Excerpted data >>
+++++

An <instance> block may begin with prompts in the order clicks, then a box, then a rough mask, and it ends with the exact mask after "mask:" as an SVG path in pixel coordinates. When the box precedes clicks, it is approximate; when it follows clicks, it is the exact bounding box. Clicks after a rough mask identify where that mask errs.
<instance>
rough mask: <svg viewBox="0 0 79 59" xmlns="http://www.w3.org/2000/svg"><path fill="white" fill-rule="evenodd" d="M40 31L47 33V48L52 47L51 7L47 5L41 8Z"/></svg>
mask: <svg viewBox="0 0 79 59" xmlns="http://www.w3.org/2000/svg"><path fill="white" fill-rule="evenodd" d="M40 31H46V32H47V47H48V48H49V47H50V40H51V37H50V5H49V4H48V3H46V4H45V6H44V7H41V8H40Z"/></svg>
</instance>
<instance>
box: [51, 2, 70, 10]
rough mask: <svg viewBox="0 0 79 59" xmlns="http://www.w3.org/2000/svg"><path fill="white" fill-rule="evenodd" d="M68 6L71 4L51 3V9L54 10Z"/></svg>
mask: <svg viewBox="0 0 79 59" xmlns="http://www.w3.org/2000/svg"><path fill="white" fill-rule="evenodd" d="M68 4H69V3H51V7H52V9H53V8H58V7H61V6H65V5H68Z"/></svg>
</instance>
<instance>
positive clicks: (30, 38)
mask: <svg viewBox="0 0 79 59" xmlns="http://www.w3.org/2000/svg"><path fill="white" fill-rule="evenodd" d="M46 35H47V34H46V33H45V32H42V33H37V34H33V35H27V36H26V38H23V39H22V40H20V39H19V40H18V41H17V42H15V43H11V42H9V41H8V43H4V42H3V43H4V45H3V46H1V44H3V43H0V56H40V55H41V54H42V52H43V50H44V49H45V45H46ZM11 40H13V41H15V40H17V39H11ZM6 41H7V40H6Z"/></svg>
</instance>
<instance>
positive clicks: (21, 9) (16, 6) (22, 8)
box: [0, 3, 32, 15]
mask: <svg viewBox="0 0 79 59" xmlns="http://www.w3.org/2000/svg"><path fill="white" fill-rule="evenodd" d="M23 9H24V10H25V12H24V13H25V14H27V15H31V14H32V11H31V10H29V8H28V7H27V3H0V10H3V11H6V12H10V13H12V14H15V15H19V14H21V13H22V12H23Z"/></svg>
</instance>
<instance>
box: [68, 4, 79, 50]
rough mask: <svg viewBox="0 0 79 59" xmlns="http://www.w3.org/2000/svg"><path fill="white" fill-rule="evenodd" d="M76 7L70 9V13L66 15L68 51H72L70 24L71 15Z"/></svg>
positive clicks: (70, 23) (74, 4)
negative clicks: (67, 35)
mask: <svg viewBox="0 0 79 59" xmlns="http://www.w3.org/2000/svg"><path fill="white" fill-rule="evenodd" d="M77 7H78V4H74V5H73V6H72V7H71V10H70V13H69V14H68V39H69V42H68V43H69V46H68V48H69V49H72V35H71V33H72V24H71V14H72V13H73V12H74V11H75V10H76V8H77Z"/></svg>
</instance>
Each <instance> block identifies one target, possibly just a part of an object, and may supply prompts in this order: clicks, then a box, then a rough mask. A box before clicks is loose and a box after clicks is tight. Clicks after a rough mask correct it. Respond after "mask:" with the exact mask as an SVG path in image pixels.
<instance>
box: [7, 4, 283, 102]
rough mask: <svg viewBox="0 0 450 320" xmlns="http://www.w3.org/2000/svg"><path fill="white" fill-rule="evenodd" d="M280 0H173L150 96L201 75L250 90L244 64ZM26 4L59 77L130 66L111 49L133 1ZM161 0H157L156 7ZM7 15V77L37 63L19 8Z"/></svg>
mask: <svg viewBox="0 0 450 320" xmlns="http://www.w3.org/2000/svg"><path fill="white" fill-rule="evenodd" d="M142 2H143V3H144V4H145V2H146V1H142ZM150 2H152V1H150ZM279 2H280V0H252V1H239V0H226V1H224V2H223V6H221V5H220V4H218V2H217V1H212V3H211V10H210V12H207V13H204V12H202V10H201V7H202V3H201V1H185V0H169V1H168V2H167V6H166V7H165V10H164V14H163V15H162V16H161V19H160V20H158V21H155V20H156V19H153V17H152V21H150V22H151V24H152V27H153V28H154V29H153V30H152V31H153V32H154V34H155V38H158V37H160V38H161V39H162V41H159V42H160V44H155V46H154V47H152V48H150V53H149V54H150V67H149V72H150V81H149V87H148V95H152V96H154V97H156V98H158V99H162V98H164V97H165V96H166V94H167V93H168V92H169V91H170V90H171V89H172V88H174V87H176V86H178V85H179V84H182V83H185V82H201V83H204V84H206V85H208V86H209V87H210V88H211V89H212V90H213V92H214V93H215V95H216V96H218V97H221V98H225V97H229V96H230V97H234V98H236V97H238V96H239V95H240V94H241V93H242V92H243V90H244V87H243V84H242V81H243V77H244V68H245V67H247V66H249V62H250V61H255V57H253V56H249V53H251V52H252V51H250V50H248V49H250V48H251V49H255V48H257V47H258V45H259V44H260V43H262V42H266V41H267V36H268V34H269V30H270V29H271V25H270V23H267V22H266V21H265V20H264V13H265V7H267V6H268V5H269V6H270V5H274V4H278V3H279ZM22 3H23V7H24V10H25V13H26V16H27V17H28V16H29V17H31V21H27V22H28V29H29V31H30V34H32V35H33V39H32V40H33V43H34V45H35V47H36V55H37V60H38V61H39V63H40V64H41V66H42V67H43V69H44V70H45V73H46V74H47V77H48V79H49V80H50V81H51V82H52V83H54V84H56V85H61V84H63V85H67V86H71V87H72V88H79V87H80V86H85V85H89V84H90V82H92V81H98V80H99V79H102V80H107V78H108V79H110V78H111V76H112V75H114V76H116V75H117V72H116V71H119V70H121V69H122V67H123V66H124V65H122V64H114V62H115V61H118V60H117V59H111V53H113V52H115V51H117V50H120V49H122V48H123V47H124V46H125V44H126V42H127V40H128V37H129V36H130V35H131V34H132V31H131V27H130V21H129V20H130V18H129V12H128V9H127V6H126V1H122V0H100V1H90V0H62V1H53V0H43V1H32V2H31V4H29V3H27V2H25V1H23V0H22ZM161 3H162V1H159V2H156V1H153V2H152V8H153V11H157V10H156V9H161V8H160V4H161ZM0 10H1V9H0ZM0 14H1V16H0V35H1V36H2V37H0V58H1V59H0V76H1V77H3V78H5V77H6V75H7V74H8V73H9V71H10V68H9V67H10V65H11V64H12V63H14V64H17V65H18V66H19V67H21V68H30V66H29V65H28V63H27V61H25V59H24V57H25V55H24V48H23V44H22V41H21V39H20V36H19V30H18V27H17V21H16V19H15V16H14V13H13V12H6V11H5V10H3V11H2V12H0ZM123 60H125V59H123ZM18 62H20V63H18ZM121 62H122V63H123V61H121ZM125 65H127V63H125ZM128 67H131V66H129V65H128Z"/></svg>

+++++

Work item >> When you come to the line containing "box: [51, 2, 70, 10]", give it and stop; before that, repeat each line of the material exactly from the first one.

Exercise answer >>
An <instance> block may begin with prompts in the order clicks, then a box, then a rough mask, and it ends with the exact mask after "mask:" as an SVG path in pixel coordinates. When the box precedes clicks, it is approximate; when it follows clicks, it is the exact bounding box. Clicks after a rough mask identify where that mask errs.
<instance>
rough mask: <svg viewBox="0 0 79 59" xmlns="http://www.w3.org/2000/svg"><path fill="white" fill-rule="evenodd" d="M40 31L47 33V48L52 47L51 7L47 5L41 8Z"/></svg>
mask: <svg viewBox="0 0 79 59" xmlns="http://www.w3.org/2000/svg"><path fill="white" fill-rule="evenodd" d="M40 31H46V32H47V47H48V48H49V47H50V40H51V37H50V5H49V4H48V3H46V4H45V6H44V7H41V8H40Z"/></svg>
</instance>
<instance>
box: [51, 2, 70, 10]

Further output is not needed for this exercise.